Rows:

....

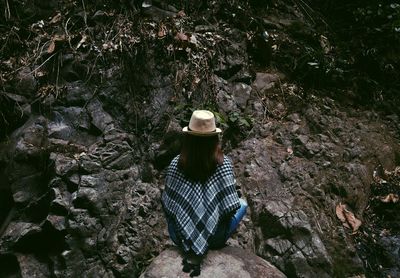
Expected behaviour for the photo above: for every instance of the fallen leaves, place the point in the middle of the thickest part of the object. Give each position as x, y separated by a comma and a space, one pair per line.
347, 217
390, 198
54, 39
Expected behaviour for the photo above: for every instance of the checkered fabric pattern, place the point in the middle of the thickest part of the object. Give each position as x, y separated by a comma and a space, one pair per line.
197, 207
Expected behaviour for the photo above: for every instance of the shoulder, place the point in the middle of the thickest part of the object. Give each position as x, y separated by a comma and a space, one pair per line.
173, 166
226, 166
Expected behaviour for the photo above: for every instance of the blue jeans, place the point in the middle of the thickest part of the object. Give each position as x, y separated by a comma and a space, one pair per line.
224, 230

....

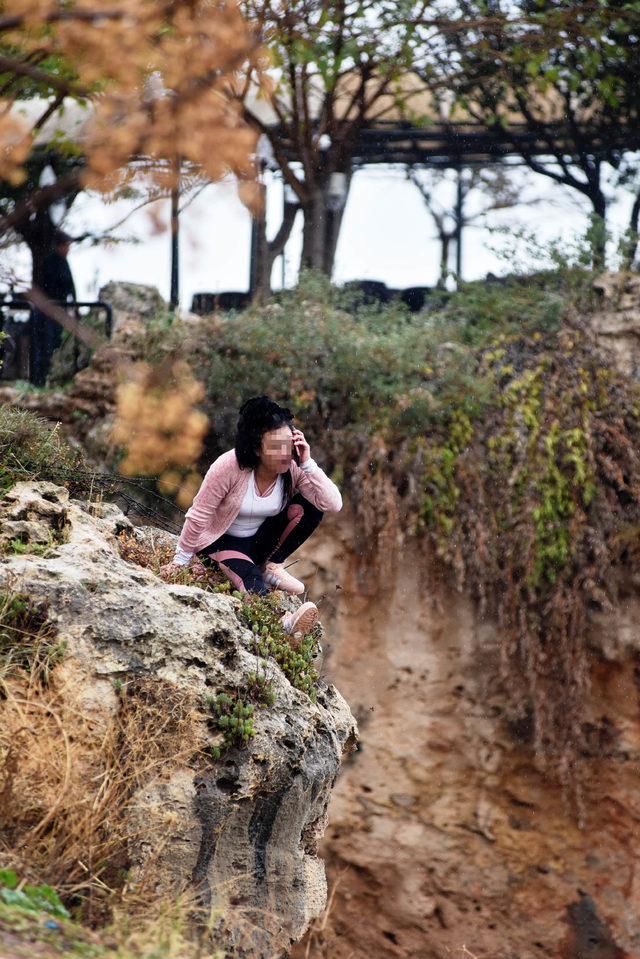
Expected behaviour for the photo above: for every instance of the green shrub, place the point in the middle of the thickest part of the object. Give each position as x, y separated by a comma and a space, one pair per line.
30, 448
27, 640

....

Directions: How many lines in the rows above contain the word "green"? Reply with the number alone.

Complete answer: 1